Obese women have higher circulating levels of estrone, estradiol, and free estradiol [27] due to the aromatization of androgens in peripheral or mammary adipose tissue. The higher circulating and local free estradiol may stimulate residual neoplastic cell proliferation [11] and contribute to more biologically aggressive ER-positive tumors in postmenopausal women [28]. Estrogen-independent pathways may also mediate the obesity-induced reduced survival. Several possible pathways are possible, notably adipokine production (e.g., adiponectin and leptin) and hyperinsulinemia may contribute to an aggressive breast cancer phenotype by promoting angiogenesis, invasion, and migration [10, 2931]. Moreover, pre-diagnostic diabetes, hyperinsulinemia, and low levels of adiponectin are associated with worse breast cancer outcomes [16, 31, 32]. Systematic under-treatment may be another factor contributing to lower survival rates among overweight and obese women. Despite compelling evidence that weight-based doses are required to achieve full benefits of adjuvant chemotherapy [33]; overweight and obese women often receive unintentionally reduced doses [12]. Diabetic women may also receive less aggressive treatment [34, 35] due to diabetic-related complications [34].

Strengths of the current study include a population-based prospective design with a large number of ethnically diverse postmenopausal women. Our study is more easily generalizable to the largest ethnic groups in the US population than previous studies of primarily white women. The MEC is also well characterized with respect to covariates of interest allowing for adjustment of several potential confounding factors, such as HRT use, smoking, and comorbidities. An additional strength is the ascertainment of incident breast cancer diagnoses through linkage with high-quality population-based tumor registries that provided detailed information on tumor characteristics as well as treatment within the 6 months of diagnosis.

▸ **STORED DATA**:
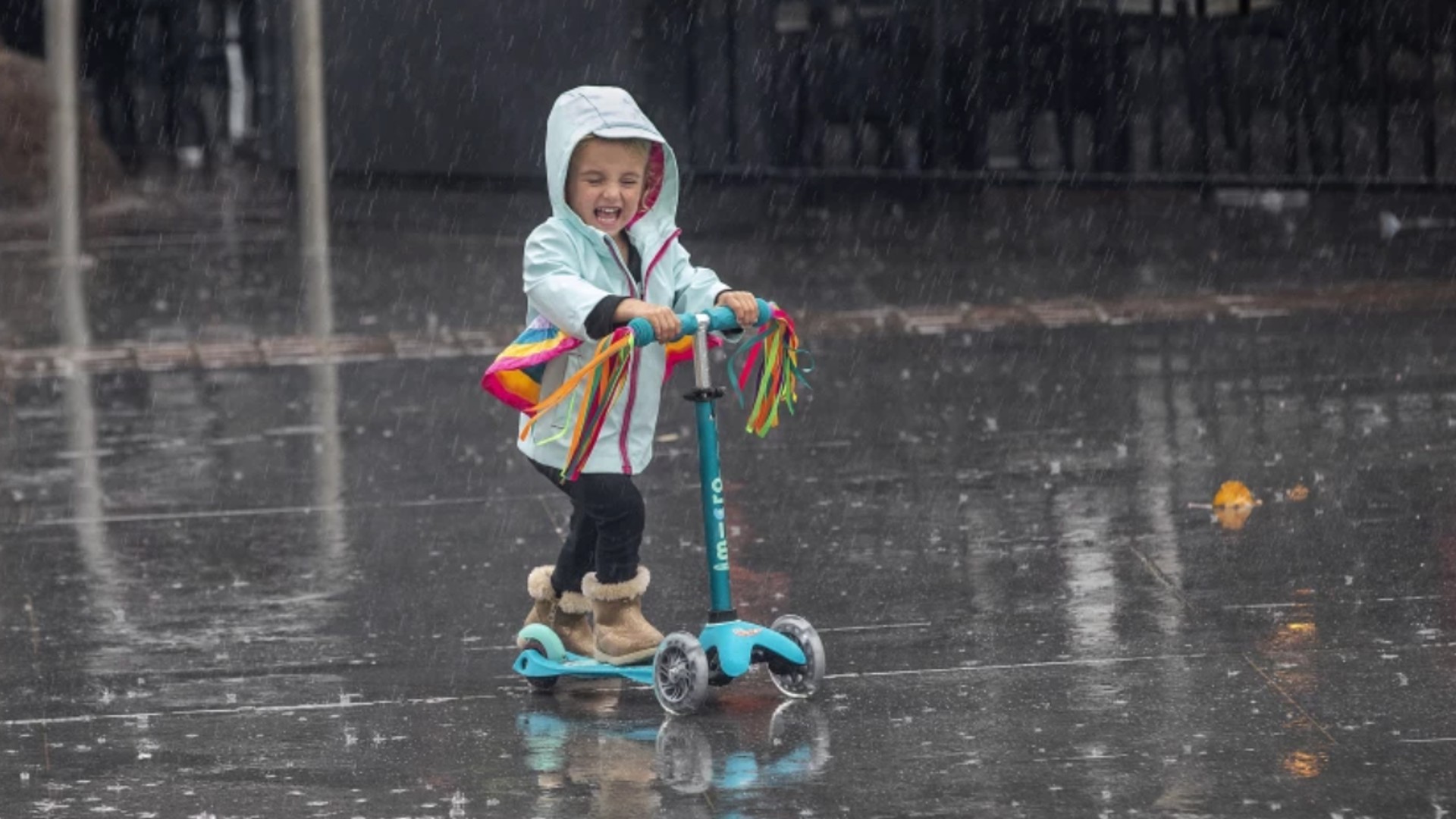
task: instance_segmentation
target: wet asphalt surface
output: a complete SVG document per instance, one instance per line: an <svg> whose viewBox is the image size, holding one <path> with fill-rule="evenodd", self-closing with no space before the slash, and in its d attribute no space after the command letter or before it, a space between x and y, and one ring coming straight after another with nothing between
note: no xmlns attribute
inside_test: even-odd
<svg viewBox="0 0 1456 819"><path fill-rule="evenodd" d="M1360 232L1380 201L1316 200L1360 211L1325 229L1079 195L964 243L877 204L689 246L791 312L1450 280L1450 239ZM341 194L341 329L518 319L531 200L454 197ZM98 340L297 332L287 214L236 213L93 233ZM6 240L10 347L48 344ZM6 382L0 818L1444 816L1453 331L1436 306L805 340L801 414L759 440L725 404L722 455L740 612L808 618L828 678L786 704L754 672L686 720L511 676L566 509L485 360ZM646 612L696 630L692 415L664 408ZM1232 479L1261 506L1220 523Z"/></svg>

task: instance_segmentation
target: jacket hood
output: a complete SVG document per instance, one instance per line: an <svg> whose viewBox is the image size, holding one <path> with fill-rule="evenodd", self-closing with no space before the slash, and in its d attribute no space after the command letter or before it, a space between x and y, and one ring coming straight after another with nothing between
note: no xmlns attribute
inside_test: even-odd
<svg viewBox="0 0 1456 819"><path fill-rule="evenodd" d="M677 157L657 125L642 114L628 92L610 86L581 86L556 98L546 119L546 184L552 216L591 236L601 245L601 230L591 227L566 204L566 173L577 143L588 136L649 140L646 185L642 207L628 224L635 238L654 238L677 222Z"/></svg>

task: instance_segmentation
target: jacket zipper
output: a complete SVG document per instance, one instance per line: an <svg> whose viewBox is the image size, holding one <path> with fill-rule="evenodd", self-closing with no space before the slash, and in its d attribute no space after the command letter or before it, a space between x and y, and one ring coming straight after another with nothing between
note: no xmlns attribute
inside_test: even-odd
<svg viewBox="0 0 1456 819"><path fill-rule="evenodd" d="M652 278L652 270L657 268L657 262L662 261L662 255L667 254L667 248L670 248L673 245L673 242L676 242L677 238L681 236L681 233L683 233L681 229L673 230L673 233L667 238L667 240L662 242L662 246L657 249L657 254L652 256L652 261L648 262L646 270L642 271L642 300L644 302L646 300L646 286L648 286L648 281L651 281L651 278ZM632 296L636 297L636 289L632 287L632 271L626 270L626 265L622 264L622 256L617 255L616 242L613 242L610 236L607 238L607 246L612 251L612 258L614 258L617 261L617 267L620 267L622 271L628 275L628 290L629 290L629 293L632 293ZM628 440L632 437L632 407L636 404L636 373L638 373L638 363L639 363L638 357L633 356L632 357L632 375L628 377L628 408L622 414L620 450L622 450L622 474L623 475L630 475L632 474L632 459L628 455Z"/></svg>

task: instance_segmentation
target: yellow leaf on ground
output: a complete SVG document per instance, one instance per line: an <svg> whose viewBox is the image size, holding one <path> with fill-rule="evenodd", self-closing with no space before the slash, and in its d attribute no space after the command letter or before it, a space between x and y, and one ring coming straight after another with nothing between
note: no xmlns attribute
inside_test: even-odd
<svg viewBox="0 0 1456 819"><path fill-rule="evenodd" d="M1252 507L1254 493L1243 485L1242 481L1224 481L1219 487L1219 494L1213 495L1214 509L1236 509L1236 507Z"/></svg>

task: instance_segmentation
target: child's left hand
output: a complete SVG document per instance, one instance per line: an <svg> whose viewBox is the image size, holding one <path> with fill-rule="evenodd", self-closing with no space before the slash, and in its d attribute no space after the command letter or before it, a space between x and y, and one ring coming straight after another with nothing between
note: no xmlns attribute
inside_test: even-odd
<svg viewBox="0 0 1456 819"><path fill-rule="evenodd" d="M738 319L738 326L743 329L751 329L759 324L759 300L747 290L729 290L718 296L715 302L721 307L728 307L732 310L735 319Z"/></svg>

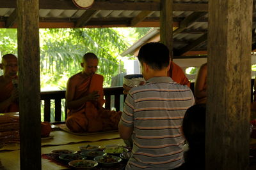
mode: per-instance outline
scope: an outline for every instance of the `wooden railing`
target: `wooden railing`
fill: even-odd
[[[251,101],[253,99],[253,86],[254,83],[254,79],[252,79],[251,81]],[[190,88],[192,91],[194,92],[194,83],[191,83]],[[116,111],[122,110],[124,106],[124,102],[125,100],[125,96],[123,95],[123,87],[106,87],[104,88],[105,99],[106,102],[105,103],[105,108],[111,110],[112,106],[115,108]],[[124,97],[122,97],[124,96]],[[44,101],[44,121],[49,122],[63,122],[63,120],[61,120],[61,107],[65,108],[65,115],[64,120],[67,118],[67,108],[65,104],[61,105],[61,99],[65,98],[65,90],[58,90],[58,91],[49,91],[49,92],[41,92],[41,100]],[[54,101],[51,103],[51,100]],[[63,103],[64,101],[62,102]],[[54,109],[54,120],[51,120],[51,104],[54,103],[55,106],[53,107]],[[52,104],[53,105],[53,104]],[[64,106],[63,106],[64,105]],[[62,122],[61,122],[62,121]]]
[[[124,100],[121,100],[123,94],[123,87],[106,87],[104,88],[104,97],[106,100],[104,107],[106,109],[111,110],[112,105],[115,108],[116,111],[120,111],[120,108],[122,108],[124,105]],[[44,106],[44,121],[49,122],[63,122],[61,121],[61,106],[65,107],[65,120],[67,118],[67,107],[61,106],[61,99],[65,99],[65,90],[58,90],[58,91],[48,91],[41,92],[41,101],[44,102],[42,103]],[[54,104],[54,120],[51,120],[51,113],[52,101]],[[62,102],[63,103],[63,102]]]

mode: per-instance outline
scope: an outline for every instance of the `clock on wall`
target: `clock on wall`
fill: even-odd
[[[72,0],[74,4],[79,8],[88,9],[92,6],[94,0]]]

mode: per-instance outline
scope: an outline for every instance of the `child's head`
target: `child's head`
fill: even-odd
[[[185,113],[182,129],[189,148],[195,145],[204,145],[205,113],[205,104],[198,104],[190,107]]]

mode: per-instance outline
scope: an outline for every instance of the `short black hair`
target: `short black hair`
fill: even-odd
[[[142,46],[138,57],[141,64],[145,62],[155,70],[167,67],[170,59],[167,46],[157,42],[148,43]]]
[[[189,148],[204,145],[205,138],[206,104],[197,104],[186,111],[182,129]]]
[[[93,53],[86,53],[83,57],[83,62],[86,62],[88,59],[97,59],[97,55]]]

▸ **TASK REQUIREMENTS**:
In the text on obesity and breast cancer survival, what do overweight and obese women often receive even though weight-based chemotherapy doses are needed for full benefit?

▸ **THE ANSWER**:
Unintentionally reduced doses.